Challenge: Turn the records below into a numbered list with one line per item, and skip the blank lines. Leave the pictures out of your answer.

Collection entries
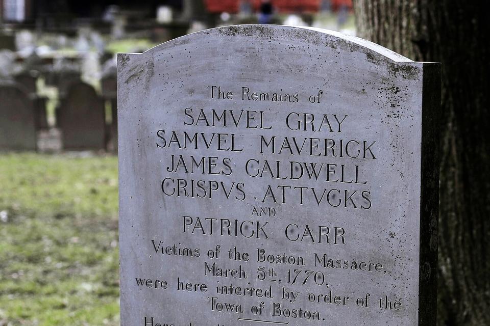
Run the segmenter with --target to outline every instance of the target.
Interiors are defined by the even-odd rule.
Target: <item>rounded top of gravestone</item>
[[[391,50],[355,36],[323,29],[282,25],[233,25],[204,30],[171,40],[152,48],[143,53],[152,53],[176,45],[195,41],[207,36],[249,39],[256,42],[270,40],[296,40],[315,45],[324,45],[352,52],[362,52],[367,61],[379,63],[388,59],[395,62],[412,62]]]

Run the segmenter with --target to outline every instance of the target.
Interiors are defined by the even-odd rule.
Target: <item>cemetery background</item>
[[[129,1],[103,8],[89,2],[86,8],[69,2],[0,1],[0,130],[8,130],[0,140],[7,150],[0,155],[2,325],[118,324],[113,55],[141,52],[206,28],[257,19],[253,8],[235,1],[167,1],[163,7],[151,2],[143,9]],[[487,46],[479,46],[483,40],[475,32],[483,26],[484,11],[476,4],[452,7],[449,2],[417,7],[358,1],[356,32],[349,2],[292,2],[299,5],[280,8],[275,22],[357,33],[410,59],[448,65],[443,80],[476,77],[477,82],[467,84],[443,83],[443,110],[445,103],[449,113],[442,129],[453,137],[445,138],[443,146],[448,154],[443,155],[441,200],[452,205],[441,209],[445,220],[438,313],[442,325],[490,324],[484,314],[490,302],[489,198],[482,195],[490,193],[490,174],[487,166],[476,163],[487,161],[489,153],[484,91],[488,82],[482,77],[487,65],[476,69],[476,63],[462,59],[456,61],[461,66],[448,65],[468,51],[439,50],[464,47],[464,36],[456,45],[450,41],[460,29],[472,32],[472,46],[464,48],[474,62],[482,62]],[[449,14],[447,19],[459,24],[429,14],[443,9]],[[448,26],[453,34],[436,33]],[[421,31],[425,32],[415,33]],[[13,106],[25,107],[27,115],[6,119]],[[76,115],[87,108],[92,111]],[[475,114],[461,115],[465,110]],[[90,138],[81,141],[80,133],[72,132],[71,138],[63,138],[84,123]],[[6,140],[11,139],[18,140]],[[468,151],[461,153],[463,149]]]

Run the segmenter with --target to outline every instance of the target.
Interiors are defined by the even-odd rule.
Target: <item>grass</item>
[[[0,154],[0,325],[118,325],[114,156]]]

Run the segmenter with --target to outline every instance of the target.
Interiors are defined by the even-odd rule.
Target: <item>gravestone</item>
[[[28,94],[14,83],[0,82],[0,150],[35,150],[34,111]]]
[[[122,325],[435,325],[439,68],[278,25],[119,54]]]
[[[65,149],[105,148],[104,101],[92,86],[82,82],[72,84],[58,111]]]
[[[36,83],[37,81],[39,72],[36,71],[23,71],[15,75],[15,82],[22,85],[28,92],[29,98],[32,101],[34,108],[34,115],[36,129],[47,129],[47,115],[46,113],[46,102],[47,98],[44,96],[38,95]]]
[[[108,73],[101,78],[102,97],[110,103],[111,124],[108,132],[111,150],[117,150],[117,85],[115,72]]]

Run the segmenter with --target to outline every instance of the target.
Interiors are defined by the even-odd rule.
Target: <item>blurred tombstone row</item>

Completed exercise:
1. Run the segmenter with --target to outline every instance of the target.
2. Interiors are defined by the even-odd rule.
3. Target: <item>rounded top of gravestone</item>
4. [[[391,50],[355,36],[323,29],[282,25],[233,25],[204,30],[171,40],[152,48],[143,53],[152,53],[176,45],[195,41],[207,36],[249,39],[256,42],[270,40],[296,40],[315,45],[324,45],[352,52],[362,52],[367,61],[379,63],[388,59],[395,62],[412,62]]]
5. Run the segmenter with --target to outline every instance of the target.
6. Interiors are defined by the even-odd rule.
7. Target: <item>cemetery background</item>
8. [[[129,1],[103,8],[89,2],[86,8],[69,2],[0,1],[0,130],[8,130],[0,140],[7,150],[0,155],[2,325],[118,324],[113,55],[141,52],[206,28],[257,19],[253,8],[235,1],[167,1],[163,7],[151,2],[143,9]],[[487,46],[479,46],[483,40],[475,32],[483,26],[484,11],[476,4],[452,7],[449,2],[417,7],[358,1],[356,32],[349,2],[292,2],[299,5],[280,8],[275,22],[357,33],[410,59],[448,65],[443,80],[476,77],[477,82],[467,84],[443,83],[443,110],[445,103],[449,113],[442,129],[453,137],[445,138],[443,146],[448,154],[443,155],[441,200],[452,205],[441,209],[445,220],[438,313],[442,325],[490,324],[484,314],[490,302],[489,198],[482,195],[490,193],[490,174],[487,166],[476,163],[487,161],[489,153],[484,91],[488,82],[482,77],[487,65],[476,69],[476,63],[462,59],[456,61],[461,66],[448,65],[468,51],[439,50],[464,47],[464,36],[456,45],[450,41],[460,29],[472,32],[472,46],[464,48],[474,62],[482,62]],[[449,14],[447,19],[459,24],[429,14],[443,9]],[[448,26],[453,34],[436,33]],[[421,31],[425,32],[415,33]],[[13,106],[25,107],[27,115],[6,119]],[[76,115],[87,108],[92,111]],[[475,114],[461,115],[465,110]],[[90,138],[81,141],[80,133],[72,132],[71,138],[63,138],[84,123]],[[6,140],[11,139],[18,140]],[[468,151],[461,153],[463,149]]]
9. Run the segmenter with --target to outline every instance of the target.
10. Interiors are defined by the even-odd rule.
11. Target: <item>grass</item>
12. [[[0,154],[0,325],[118,325],[114,156]]]
13. Run the segmenter with --target to outline every instance of the target.
14. Interiors are defined by the even-odd rule.
15. Target: <item>gravestone</item>
16. [[[28,94],[14,83],[0,82],[0,150],[35,150],[34,111]]]
17. [[[122,325],[435,325],[439,68],[278,25],[119,54]]]
18. [[[65,149],[105,148],[104,101],[92,86],[82,82],[72,84],[58,111]]]
19. [[[36,83],[37,81],[39,72],[36,71],[23,71],[15,75],[15,82],[22,85],[28,92],[29,98],[32,101],[34,108],[34,115],[36,129],[47,129],[47,115],[46,113],[46,102],[47,98],[44,96],[38,95]]]
20. [[[108,73],[101,78],[102,97],[110,103],[111,124],[108,132],[111,150],[117,150],[117,85],[115,72]]]
21. Run the segmenter with --target to outline every instance of the target.
22. Interiors are defined by the even-odd rule.
23. Target: <item>blurred tombstone row</item>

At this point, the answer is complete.